Activité 1:
Renvoyez tel quel le passage de l'entretien sur le nucléaire qui commence par « Les coûts de » et se poursuit jusqu'à « quatrième génération ? ».
Activité 2:
Selon l'entretien sur le nucléaire, pourquoi le prix de l'éolien est-il multiplié par cinq ou six alors que le prix au pied de l'éolienne est légèrement inférieur à celui du nucléaire ? Répondez en une à trois phrases.

═══ Bloc de texte

Les coûts de l’éolien ne sont-ils pas aujourd’hui moins élevés que ceux du nucléaire ?
L’EPR coûte cher et nécessite des délais. A supposer qu’il coûte 13 milliards – ce qui est bien trop cher –, il faut cependant avoir conscience qu’il va durer soixante ans. Il produira 600 millions de mégawattheures et rapportera près de 60 milliards d’euros. Non seulement nous sommes myopes en ne voyant plus le long terme, mais nous avons aussi des verres déformants. Le prix au pied de l’éolienne est certes légèrement moins élevé que celui du nucléaire, mais les éoliennes ont une durée de vie deux ou trois fois plus courte et fonctionnent un tiers du temps, ce qui multiplie le prix par cinq ou six. Et je ne vous parle pas des problèmes de stabilité du réseau.
Regrettez-vous l’abandon du projet Astrid, prototype de réacteur de quatrième génération ?
Le nucléaire est une énergie qui consomme une matière inutile, l’uranium, et qui, en plus, la consomme mal. Il crée ainsi des déchets à longue durée de vie dont le plus problématique est le plutonium [90 % des déchets à vie longue]. L’uranium appauvri laisse 300 000 tonnes de déchets qui ne sont pas nocifs, mais inutiles. L’idée des réacteurs à neutrons rapides, dont Astrid devait être le démonstrateur, c’est de transformer le plutonium et l’uranium appauvri en combustible : on multiplie par 50 les réserves uranifères et on divise par 10 les déchets à longue durée de vie. C’est la technologie industrielle la plus mature pour fermer le cycle, c’est-à-dire aboutir à un recyclage complet des matières. Arrêter Astrid, c’est nous priver de la souveraineté en matière de ressources. Ce n’est pas un hasard si de grandes nations comme la Chine, mais aussi Bill Gates, financent d’importants travaux de recherche sur ces réacteurs à neutrons rapides. En France, c’est un summum d’hypocrisie, car on nous dit que les études papier vont continuer et qu’un jour on saura faire, comme par magie. Mais les gens qui prennent ces décisions n’ont pas la moindre idée de ce qu’est une industrie ! Ce n’est pas le même métier que de faire des fusions-acquisitions dans une banque, si vous voyez ce que je veux dire…
« Remplacer le nucléaire décarboné par les énergies renouvelables ne réduit en rien le dioxyde de carbone. »

══════
═══ Les données

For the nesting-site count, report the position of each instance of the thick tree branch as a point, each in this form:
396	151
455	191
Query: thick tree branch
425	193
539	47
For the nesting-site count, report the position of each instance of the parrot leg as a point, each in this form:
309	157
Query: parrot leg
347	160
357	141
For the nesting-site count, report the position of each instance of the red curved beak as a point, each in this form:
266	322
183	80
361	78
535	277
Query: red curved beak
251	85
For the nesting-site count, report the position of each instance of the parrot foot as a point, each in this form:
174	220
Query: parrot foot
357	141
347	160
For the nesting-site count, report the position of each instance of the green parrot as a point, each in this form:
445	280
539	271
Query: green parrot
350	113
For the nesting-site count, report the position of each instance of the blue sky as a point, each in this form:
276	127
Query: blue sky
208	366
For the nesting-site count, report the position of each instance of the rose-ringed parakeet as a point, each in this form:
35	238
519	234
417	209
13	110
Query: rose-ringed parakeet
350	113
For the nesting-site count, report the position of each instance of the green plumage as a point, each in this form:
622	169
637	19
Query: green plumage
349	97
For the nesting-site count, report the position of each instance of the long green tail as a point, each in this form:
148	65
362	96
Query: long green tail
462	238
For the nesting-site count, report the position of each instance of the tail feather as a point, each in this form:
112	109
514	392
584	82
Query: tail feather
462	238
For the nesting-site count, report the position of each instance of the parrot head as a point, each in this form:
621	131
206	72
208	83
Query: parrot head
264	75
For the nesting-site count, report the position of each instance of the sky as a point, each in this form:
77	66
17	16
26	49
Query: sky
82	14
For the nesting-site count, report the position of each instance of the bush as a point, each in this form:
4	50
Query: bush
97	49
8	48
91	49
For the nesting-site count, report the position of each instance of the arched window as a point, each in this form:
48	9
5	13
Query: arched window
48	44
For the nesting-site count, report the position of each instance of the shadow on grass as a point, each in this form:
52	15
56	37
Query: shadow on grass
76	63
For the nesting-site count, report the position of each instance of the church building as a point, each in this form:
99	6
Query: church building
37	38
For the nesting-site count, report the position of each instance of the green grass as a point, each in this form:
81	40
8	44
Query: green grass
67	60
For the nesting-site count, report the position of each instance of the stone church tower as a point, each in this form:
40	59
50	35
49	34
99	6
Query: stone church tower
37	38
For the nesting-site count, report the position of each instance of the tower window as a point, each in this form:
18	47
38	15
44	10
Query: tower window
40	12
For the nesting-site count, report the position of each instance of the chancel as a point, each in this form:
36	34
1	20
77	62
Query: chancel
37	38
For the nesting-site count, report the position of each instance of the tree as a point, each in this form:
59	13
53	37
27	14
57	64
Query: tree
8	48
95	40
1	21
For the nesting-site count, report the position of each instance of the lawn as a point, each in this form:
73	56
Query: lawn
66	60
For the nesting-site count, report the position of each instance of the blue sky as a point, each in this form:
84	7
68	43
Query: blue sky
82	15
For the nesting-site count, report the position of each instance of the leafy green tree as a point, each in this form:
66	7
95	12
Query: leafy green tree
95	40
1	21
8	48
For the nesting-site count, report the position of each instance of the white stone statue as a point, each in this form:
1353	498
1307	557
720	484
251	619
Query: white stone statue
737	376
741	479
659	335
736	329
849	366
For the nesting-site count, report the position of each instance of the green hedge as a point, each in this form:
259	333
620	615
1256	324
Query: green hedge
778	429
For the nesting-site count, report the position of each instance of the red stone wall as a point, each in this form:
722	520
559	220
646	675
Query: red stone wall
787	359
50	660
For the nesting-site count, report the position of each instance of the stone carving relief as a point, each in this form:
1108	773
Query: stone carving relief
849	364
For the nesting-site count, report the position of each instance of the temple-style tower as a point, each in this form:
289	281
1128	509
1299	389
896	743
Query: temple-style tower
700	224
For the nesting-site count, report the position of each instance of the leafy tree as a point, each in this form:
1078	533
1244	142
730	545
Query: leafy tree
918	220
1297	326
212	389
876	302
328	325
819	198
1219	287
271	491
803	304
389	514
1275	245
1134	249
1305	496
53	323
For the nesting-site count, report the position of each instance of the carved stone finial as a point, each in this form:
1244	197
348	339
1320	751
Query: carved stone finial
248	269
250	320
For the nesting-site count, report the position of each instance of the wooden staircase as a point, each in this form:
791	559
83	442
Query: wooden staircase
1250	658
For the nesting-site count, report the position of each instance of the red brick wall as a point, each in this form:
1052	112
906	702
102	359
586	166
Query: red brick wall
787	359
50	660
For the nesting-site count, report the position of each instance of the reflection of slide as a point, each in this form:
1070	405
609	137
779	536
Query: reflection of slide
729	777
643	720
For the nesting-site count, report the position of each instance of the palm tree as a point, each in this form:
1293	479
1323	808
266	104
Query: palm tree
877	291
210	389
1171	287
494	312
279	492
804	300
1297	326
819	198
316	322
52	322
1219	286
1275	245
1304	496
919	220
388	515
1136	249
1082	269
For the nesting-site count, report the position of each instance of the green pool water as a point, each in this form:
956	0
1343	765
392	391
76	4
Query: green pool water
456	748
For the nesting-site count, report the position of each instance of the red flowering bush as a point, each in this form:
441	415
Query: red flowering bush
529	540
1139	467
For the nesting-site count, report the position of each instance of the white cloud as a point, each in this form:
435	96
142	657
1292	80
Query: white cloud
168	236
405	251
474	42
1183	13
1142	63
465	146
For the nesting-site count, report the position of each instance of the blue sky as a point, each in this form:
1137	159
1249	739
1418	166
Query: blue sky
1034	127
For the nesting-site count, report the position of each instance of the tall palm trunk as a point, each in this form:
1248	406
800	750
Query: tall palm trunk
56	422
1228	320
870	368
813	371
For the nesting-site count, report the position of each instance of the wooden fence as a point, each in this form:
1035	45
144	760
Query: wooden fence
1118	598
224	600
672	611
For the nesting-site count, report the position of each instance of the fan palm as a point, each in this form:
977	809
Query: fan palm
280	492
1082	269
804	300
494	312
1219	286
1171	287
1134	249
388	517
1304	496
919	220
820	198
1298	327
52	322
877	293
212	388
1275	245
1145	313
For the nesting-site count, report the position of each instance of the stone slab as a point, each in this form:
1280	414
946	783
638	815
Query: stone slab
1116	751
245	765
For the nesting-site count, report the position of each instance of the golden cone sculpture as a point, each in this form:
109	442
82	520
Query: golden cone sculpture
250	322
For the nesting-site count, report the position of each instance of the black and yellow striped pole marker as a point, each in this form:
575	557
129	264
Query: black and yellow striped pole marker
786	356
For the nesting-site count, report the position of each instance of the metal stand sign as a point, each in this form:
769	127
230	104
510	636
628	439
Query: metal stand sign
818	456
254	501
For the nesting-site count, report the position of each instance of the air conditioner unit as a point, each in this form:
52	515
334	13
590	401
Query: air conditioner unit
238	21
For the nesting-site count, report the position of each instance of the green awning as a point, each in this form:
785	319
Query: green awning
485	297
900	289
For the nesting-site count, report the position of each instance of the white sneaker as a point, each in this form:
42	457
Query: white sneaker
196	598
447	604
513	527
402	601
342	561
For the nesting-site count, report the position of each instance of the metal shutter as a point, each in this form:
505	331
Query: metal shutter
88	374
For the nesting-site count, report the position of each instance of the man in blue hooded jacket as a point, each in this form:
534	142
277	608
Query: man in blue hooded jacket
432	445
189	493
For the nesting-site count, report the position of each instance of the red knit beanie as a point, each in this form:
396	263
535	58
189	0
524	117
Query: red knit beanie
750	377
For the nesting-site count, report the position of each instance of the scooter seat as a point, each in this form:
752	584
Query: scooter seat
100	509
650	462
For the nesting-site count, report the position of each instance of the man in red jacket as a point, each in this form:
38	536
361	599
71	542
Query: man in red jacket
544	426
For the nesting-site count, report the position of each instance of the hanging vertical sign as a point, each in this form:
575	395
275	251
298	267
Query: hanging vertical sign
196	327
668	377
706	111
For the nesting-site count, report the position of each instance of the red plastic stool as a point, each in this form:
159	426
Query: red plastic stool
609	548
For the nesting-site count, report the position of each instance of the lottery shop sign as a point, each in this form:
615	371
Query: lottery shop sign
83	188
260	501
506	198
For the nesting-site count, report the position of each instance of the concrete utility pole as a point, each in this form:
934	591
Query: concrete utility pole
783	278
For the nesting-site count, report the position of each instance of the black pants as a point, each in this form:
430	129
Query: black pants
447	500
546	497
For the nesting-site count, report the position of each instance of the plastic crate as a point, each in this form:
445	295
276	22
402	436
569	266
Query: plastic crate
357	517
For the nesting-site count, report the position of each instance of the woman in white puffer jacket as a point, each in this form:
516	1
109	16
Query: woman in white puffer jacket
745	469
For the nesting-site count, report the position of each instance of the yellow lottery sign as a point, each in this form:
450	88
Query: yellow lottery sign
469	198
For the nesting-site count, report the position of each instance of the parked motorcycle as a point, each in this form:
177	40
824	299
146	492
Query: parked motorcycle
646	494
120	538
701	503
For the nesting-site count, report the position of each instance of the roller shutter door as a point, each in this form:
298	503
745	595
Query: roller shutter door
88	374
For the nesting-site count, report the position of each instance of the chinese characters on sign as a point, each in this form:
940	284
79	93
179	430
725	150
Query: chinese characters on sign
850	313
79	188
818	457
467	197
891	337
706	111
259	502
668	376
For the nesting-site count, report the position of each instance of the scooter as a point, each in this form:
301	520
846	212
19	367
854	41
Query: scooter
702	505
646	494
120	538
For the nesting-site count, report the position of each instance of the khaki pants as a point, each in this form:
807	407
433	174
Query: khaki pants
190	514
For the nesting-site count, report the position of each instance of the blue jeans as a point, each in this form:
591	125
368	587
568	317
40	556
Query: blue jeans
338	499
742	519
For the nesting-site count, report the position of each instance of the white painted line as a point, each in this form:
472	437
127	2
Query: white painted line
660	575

══════

Réponse rédigée 1:
Les coûts de l’éolien ne sont-ils pas aujourd’hui moins élevés que ceux du nucléaire ?
L’EPR coûte cher et nécessite des délais. A supposer qu’il coûte 13 milliards – ce qui est bien trop cher –, il faut cependant avoir conscience qu’il va durer soixante ans. Il produira 600 millions de mégawattheures et rapportera près de 60 milliards d’euros. Non seulement nous sommes myopes en ne voyant plus le long terme, mais nous avons aussi des verres déformants. Le prix au pied de l’éolienne est certes légèrement moins élevé que celui du nucléaire, mais les éoliennes ont une durée de vie deux ou trois fois plus courte et fonctionnent un tiers du temps, ce qui multiplie le prix par cinq ou six. Et je ne vous parle pas des problèmes de stabilité du réseau.
Regrettez-vous l’abandon du projet Astrid, prototype de réacteur de quatrième génération ?

Réponse rédigée 2:
Les éoliennes ont une durée de vie deux ou trois fois plus courte et ne fonctionnent qu'un tiers du temps. Ces deux facteurs multiplient leur prix par cinq ou six.